作業指示:
以下のリストから、文字列「beak」を含む行を一つ残らず書き出すこと。大文字と小文字は区別する。

対象リスト:
= = = = =
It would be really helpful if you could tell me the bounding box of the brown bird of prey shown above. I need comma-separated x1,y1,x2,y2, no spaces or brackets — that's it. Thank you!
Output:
= = = = =
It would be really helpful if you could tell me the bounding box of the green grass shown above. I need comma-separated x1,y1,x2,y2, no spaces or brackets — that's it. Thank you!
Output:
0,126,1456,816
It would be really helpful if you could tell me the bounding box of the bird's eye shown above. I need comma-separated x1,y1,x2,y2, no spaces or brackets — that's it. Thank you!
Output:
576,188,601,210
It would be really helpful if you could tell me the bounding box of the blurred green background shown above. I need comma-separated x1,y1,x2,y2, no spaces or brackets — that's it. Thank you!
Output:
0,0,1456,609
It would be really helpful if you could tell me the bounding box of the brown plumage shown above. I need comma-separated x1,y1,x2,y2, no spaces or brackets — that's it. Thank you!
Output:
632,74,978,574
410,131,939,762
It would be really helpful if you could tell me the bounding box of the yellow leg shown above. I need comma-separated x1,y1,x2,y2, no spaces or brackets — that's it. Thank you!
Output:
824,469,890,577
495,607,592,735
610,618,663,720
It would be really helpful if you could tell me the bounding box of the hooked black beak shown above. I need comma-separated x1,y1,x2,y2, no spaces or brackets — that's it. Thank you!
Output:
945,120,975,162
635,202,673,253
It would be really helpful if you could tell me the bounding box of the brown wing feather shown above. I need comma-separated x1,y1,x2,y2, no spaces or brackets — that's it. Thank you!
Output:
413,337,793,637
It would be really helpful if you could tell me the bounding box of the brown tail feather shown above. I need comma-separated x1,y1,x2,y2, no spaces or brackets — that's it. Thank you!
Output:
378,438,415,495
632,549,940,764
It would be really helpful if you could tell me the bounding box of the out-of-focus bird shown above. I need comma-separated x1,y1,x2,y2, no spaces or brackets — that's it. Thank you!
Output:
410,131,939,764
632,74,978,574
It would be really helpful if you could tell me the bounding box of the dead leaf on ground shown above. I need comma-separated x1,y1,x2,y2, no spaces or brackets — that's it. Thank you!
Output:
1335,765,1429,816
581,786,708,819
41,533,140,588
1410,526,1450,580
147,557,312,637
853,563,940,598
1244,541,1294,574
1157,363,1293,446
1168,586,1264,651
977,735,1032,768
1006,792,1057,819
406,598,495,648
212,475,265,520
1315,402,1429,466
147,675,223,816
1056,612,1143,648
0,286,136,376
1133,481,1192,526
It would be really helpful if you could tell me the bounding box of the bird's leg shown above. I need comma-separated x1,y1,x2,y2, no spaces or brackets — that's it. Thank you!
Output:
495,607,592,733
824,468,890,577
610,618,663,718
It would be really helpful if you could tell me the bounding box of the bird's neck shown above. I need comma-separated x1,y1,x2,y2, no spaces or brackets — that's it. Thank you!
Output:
= = = = =
結果:
It would be really helpful if you could tell me the bounding box of the hooked black beak shown above. I need comma-separated x1,y1,x2,y2, no spaces or brackets — that's it. Thank you!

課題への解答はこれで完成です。